(Entries from a pointing listing)
● ● ● ●
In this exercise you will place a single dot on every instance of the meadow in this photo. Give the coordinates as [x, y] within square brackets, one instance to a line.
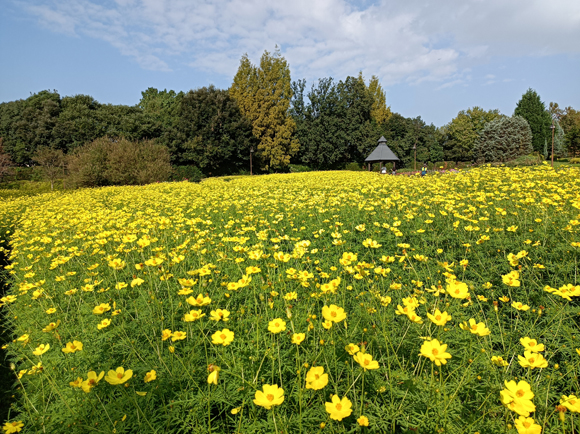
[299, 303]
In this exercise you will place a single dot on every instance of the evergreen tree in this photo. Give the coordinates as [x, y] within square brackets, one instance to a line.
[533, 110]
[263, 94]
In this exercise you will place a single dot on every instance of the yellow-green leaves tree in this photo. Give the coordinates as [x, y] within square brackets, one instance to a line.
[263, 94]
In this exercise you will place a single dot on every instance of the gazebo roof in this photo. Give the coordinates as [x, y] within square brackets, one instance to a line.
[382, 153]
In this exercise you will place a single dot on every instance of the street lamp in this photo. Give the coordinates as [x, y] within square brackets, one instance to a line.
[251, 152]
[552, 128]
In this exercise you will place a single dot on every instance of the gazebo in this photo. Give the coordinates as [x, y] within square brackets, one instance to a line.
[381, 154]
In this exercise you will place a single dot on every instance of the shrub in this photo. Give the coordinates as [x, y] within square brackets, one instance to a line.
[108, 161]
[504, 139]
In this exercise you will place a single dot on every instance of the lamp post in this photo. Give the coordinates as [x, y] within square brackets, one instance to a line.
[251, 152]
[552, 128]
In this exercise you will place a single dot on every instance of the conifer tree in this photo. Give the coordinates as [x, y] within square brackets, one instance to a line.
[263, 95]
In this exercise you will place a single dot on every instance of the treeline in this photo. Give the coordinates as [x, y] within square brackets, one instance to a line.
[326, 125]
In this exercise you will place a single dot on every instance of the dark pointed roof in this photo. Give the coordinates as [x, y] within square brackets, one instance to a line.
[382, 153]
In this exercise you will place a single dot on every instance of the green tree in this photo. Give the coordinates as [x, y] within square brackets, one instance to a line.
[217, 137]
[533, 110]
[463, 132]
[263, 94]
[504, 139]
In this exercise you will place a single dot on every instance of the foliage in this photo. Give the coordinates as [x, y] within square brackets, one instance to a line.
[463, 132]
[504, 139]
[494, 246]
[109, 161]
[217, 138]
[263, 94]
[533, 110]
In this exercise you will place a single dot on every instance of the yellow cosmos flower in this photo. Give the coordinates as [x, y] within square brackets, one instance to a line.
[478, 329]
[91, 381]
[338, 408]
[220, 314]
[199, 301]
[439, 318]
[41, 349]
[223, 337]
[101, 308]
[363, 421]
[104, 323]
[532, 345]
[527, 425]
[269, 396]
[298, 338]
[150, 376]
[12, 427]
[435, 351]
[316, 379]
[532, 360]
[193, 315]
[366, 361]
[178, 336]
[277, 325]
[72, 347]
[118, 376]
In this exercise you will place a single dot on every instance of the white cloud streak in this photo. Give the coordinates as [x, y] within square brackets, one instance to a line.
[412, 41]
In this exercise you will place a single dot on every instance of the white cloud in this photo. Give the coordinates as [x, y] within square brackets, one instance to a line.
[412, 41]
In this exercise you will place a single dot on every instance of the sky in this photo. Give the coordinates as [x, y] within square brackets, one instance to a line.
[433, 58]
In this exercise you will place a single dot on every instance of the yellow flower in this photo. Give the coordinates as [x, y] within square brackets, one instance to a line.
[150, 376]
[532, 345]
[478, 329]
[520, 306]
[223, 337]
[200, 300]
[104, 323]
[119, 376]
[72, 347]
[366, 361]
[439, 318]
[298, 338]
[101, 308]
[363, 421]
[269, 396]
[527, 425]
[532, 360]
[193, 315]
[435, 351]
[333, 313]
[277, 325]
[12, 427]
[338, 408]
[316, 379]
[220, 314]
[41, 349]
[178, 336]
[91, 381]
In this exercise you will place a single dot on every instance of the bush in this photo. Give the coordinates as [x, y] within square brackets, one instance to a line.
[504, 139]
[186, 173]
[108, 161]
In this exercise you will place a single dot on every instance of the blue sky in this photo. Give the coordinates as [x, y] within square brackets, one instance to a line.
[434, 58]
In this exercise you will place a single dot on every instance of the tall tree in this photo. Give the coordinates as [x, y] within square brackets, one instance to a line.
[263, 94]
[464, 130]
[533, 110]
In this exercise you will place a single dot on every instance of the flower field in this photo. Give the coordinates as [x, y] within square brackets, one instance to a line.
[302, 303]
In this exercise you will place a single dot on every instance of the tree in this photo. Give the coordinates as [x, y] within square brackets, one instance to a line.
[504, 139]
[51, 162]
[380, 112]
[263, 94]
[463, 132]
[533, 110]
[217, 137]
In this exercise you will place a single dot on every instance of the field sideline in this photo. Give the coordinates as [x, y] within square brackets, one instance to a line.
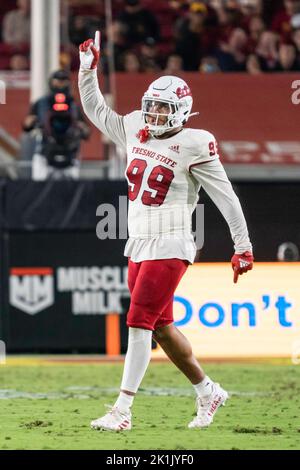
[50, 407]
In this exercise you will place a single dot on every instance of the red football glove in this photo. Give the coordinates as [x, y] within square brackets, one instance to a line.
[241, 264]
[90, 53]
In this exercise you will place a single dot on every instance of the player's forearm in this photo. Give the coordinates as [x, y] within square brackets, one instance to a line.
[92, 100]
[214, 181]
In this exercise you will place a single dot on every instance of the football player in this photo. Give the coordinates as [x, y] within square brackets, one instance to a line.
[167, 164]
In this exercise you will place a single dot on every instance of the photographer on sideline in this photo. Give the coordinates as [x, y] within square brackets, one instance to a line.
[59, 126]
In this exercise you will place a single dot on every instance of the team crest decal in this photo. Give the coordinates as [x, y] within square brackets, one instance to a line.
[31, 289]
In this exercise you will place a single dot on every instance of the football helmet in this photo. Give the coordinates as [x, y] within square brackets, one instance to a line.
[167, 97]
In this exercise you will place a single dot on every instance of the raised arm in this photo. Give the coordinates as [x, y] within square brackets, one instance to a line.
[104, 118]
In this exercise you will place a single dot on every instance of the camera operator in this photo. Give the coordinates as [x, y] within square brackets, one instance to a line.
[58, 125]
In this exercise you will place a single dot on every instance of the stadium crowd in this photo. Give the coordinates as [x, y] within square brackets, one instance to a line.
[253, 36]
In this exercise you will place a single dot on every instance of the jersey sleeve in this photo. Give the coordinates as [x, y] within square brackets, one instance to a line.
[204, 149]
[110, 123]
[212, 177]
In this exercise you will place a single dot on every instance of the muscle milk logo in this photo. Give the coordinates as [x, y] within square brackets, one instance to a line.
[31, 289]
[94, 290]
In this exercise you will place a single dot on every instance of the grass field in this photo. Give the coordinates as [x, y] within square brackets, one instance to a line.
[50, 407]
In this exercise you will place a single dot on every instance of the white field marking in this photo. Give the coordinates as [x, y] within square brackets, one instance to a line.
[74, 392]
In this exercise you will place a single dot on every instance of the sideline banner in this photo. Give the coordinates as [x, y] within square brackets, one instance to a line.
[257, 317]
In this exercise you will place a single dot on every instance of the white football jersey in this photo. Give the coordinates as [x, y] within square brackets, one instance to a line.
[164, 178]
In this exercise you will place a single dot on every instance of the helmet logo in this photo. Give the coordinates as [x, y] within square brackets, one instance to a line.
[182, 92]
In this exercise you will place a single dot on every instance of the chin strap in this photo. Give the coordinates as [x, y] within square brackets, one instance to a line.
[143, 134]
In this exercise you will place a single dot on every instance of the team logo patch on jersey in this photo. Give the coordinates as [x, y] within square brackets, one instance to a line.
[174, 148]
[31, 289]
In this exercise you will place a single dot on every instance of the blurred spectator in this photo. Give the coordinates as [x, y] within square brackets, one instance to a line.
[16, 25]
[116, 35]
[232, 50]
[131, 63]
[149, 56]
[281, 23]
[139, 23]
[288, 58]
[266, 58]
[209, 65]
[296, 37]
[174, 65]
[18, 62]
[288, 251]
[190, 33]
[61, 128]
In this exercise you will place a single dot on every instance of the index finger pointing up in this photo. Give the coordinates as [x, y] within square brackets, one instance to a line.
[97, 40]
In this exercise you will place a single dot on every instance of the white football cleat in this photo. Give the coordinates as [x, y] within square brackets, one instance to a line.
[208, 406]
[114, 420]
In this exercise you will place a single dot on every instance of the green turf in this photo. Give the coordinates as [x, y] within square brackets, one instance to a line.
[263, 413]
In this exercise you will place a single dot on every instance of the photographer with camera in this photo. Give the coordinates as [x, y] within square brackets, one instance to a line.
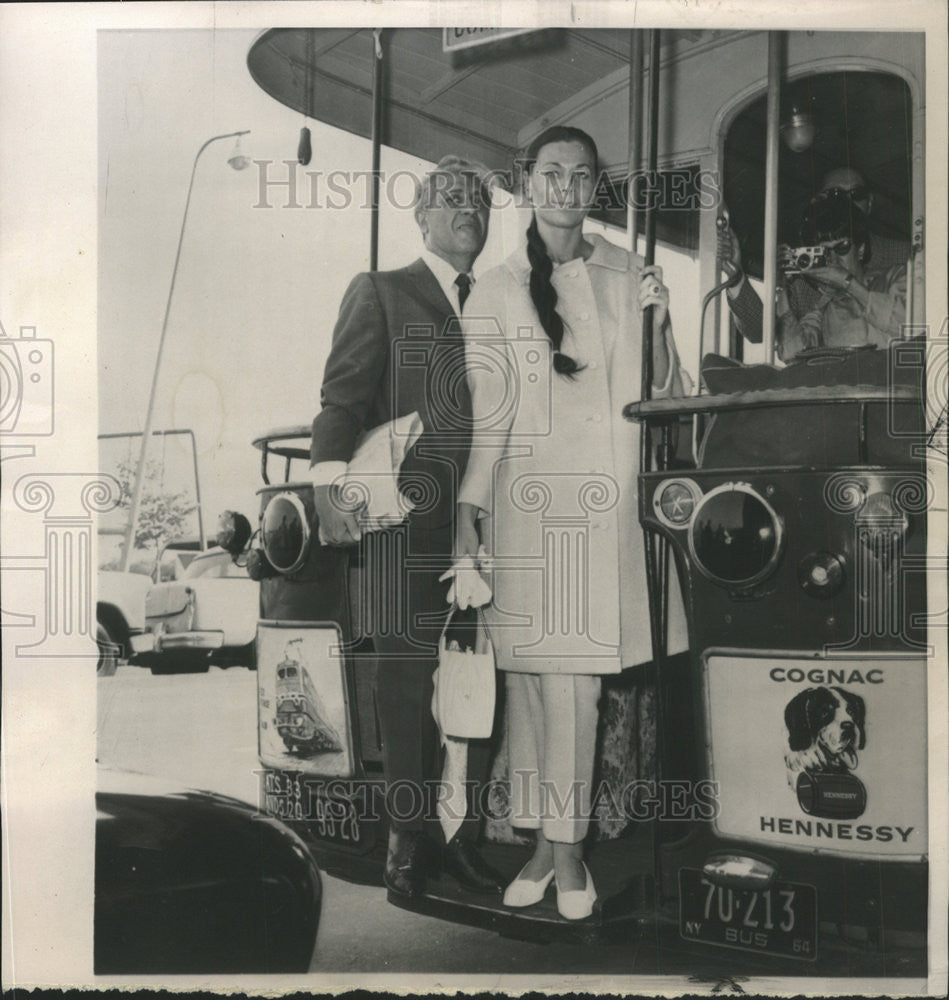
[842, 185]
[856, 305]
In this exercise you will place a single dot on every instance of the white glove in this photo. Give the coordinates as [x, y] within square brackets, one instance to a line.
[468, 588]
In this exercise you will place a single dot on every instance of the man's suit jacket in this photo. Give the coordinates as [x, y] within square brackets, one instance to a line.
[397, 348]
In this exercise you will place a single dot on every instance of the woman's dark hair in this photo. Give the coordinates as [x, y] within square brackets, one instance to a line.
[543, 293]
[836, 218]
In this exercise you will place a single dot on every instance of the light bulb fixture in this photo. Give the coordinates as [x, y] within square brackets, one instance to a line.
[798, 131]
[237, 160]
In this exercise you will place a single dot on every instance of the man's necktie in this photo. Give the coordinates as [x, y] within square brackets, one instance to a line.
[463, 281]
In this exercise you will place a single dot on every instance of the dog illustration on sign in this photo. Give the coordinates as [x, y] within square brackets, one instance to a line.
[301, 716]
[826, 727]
● ● ● ●
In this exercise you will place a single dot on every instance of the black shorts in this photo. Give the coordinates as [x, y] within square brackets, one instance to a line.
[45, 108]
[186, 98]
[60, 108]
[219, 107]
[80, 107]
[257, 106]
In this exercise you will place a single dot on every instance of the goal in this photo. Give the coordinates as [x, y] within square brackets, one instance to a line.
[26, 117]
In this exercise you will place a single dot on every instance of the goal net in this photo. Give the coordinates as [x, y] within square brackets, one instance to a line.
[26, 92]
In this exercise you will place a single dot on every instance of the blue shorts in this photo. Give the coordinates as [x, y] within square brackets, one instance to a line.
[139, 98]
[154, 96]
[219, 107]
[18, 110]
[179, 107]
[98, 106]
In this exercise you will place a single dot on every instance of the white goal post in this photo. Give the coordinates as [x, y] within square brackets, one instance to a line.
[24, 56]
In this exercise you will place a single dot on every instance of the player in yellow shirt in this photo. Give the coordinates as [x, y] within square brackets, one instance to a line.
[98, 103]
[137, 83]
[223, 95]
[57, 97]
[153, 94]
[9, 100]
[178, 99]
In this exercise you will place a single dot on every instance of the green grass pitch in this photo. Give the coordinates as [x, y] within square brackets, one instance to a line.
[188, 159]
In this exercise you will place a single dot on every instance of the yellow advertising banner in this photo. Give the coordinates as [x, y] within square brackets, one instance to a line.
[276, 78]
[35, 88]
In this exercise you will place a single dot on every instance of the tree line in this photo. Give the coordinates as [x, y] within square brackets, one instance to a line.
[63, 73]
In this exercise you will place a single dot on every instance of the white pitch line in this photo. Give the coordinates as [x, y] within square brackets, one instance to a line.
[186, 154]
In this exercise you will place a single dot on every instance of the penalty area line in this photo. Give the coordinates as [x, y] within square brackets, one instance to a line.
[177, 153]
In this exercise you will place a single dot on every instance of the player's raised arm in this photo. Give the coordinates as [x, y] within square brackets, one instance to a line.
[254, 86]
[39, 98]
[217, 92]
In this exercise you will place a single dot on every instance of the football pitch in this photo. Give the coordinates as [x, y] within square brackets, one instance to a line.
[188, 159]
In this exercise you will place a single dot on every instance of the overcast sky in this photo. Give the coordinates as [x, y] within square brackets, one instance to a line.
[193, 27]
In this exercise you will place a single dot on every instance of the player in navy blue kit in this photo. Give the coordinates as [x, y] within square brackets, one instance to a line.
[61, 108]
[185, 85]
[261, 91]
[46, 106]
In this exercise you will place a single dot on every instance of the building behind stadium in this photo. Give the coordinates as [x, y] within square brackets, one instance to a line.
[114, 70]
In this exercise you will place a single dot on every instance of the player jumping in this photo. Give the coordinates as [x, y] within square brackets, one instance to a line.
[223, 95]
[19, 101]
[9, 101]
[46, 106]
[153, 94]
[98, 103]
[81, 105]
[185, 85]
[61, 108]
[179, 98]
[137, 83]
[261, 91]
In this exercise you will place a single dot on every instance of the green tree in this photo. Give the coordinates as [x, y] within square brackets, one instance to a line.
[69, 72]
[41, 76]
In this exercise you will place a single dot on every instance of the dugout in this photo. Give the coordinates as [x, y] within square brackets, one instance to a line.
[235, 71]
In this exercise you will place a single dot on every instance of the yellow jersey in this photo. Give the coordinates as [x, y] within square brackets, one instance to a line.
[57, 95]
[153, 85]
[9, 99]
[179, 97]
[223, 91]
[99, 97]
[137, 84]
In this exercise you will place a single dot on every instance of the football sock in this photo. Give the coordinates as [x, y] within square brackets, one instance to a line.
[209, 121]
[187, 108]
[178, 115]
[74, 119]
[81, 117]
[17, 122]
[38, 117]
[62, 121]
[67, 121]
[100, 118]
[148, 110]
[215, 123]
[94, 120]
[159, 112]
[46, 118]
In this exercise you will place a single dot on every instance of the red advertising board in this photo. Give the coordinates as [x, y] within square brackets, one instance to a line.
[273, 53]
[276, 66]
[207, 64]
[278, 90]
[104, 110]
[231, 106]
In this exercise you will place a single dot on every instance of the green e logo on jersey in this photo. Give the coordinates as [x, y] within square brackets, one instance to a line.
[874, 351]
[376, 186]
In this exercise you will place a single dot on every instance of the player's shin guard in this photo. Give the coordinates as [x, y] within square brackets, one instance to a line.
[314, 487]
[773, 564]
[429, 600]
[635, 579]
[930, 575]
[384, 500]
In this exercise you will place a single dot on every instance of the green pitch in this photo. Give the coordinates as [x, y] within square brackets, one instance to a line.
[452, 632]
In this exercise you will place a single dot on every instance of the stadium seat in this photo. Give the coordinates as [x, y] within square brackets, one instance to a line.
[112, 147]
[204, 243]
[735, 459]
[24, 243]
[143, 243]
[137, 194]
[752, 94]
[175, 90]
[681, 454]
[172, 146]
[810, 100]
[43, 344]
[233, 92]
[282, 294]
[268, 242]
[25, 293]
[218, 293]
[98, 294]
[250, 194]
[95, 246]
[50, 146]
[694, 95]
● ● ● ●
Problem –
Locate every line in the listing above that contains the word "photographer", matching case exactly, and copy each of those lines in full.

Correct output –
In this exercise you will place a single dot on every instance of the photographer on sideline in this photo. Give the coordinates as [x, y] within square brackets, one instance to a line.
In this exercise you will place a single dot on every instance of the photographer with camera in this photo. Give the coordinates as [x, y] within square brackets, one instance to a line.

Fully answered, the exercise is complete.